■ List of tasks ■
1 – Summarize the excerpt on assessing module discovery tools in two sentences.
2 – According to the excerpt on assessing module discovery tools, which methods were the only ones capable of coping with large and noisy PWM sets?
3 – Write the next part of the excerpt on assessing module discovery tools, picking up after its last sentence.

Caution should thus always be taken when interpreting score values, since the reported scores might not accurately reflect the optimal capabilities of the methods. Also, we have run the programs using mostly their default parameter settings. We are fully aware that adjusting the parameters can greatly affect the performance of a program, however, selecting the most appropriate parameter values be can be tricky and running methods with default settings is probably closer to typical usage.

It is inherently difficult to conduct an assessment that is fair to all methods. Even the most minute design choice can influence the outcome if it unintentionally favours some methods over others. For instance, limiting the size of input sequences will be beneficial for most module discovery tools since it improves the signal-to-noise ratio. On the other hand, using too short sequences can disadvantage methods that require substantial amounts of data in order to derive elaborate background models. The best solution, then, is to try to balance the scales by subjecting methods to several different situations with datasets exhibiting a range of characteristics. This will make it harder still to declare a winner, since it will inevitably lead to even greater variation in the results. Then again, the purpose of benchmarks tests need not be to identify a single program that can be recommended for all needs, but rather to determine how different methods behave under different conditions, thus enabling us to select the most appropriate tool to use in specific situations.

The results from our assessment of eight published module discovery tools show that the top scoring method does vary a lot between datasets. On the TRANSCompel dataset, for instance, all methods save Stubb and CisModule score better than the others on at least one sequence set. But there is also a tendency for some methods to perform consistently better or worse across several datasets. CisModule performed poorly on most sequence sets, Cister and Stubb usually scored somewhere in the middle, while CMA, ModuleSearcher, MSCAN and Cluster-Buster were often found among the top scoring methods on each set. CMA and ModuleSearcher were clearly best at identifying the correct motif types involved in the modules, and they were also the only methods capable of coping with large and noisy PWM sets. The other PWM-reliant methods appear to be more suited for detecting modules with some prior expected composition than for discovering completely new and uncharacterized modules.

■ Data to examine ■
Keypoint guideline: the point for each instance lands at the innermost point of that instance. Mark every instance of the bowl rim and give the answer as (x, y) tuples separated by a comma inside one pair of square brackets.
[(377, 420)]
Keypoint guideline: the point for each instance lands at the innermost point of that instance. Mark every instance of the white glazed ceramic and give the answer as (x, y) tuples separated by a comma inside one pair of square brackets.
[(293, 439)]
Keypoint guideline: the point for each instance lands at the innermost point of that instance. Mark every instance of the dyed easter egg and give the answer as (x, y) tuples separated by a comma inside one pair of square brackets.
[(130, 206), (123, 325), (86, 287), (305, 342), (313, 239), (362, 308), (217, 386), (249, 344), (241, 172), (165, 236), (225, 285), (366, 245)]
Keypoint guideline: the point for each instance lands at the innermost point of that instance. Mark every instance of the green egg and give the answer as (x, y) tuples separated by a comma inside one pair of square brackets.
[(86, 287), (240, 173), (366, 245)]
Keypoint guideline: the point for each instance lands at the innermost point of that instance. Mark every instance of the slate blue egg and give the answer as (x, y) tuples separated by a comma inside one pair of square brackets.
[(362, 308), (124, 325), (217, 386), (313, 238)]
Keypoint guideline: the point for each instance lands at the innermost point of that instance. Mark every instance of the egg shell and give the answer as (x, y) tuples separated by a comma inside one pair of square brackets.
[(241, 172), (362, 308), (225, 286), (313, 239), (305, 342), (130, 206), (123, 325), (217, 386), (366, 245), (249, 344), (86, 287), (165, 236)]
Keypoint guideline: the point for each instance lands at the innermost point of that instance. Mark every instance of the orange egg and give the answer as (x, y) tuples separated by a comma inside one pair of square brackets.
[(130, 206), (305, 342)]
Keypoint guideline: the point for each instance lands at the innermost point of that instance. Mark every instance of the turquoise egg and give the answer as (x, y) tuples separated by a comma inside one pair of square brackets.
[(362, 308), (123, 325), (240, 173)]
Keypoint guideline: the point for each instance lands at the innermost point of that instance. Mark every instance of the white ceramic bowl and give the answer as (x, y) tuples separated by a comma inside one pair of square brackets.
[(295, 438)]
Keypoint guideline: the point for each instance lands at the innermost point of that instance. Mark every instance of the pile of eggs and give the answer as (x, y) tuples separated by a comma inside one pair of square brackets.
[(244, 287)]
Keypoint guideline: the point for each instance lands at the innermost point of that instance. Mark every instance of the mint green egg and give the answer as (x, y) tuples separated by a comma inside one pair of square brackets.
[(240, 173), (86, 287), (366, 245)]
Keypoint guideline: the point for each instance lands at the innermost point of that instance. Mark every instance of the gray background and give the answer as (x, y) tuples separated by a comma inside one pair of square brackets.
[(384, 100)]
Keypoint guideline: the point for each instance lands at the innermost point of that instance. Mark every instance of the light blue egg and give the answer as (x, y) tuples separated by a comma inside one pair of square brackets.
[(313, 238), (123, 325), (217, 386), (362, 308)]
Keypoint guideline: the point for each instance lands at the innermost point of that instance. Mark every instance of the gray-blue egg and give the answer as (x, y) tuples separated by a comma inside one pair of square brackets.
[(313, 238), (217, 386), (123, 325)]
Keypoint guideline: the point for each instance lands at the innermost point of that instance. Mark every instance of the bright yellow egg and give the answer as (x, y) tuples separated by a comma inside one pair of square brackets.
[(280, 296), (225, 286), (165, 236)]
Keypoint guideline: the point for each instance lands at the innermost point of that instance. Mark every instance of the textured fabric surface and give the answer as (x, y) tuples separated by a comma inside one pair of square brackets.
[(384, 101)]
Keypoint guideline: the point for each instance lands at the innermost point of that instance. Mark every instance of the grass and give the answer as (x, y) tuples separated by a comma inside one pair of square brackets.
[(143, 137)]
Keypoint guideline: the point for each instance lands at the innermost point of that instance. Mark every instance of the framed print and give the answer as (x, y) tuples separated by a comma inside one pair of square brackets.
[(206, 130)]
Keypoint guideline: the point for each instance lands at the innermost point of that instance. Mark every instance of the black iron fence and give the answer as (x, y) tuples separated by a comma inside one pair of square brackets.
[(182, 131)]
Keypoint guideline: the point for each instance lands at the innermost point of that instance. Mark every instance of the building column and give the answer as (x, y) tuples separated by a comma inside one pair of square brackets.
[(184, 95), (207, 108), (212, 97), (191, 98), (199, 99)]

■ Written answers ■
1 – Fairly assessing module discovery tools is difficult because even small design choices, such as the length of input sequences, can favor some methods over others, so testing them on datasets with a range of characteristics shows how each behaves under different conditions instead of naming a single winner. In the assessment of eight published tools, the top method varied between datasets, but CMA, ModuleSearcher, MSCAN and Cluster-Buster often scored near the top while CisModule performed poorly on most sequence sets, and only CMA and ModuleSearcher coped with large and noisy PWM sets.

2 – CMA and ModuleSearcher.

3 –
There was some variation when using custom PWMs as opposed to TRANSFAC PWM sets. The average performance over all methods on the whole TRANSCompel dataset was about the same in both cases, but there were a lot of local differences between sequence sets. The most extreme example can be seen on the Ebox-Ets sequence set where MSCAN scores highest of all with TRANSFAC matrices, yet completely fails to find any true modules with custom matrices. The average deviation in scores when using either PWM set was about 0.11 and the effect could go both ways. MCAST was the only method which almost consistently scored better with one set, namely custom matrices.

Conclusion

While improvements can still be made to our systems, we have taken a first step towards developing a comprehensive testing workbench for composite motif discovery tools. The assessment system is based on two established datasets for module discovery plus a novel dataset we constructed from TRANSCompel module annotations. The performance of methods on our novel set is comparable to the previous two, demonstrating its utility as a benchmark set. Together these datasets challenge methods to discover modules with different characteristics and varying levels of difficulty.

Not surprisingly, trying to discover composite motifs de novo proves to be much more challenging than relying on PWMs as an aid to detect potential single binding sites. With large and noisy PWM sets, however, it becomes crucial to consider multiple instances of conserved motif combinations in order to identify true modules. In general, our study shows that there are still advances to be made in computational module discovery.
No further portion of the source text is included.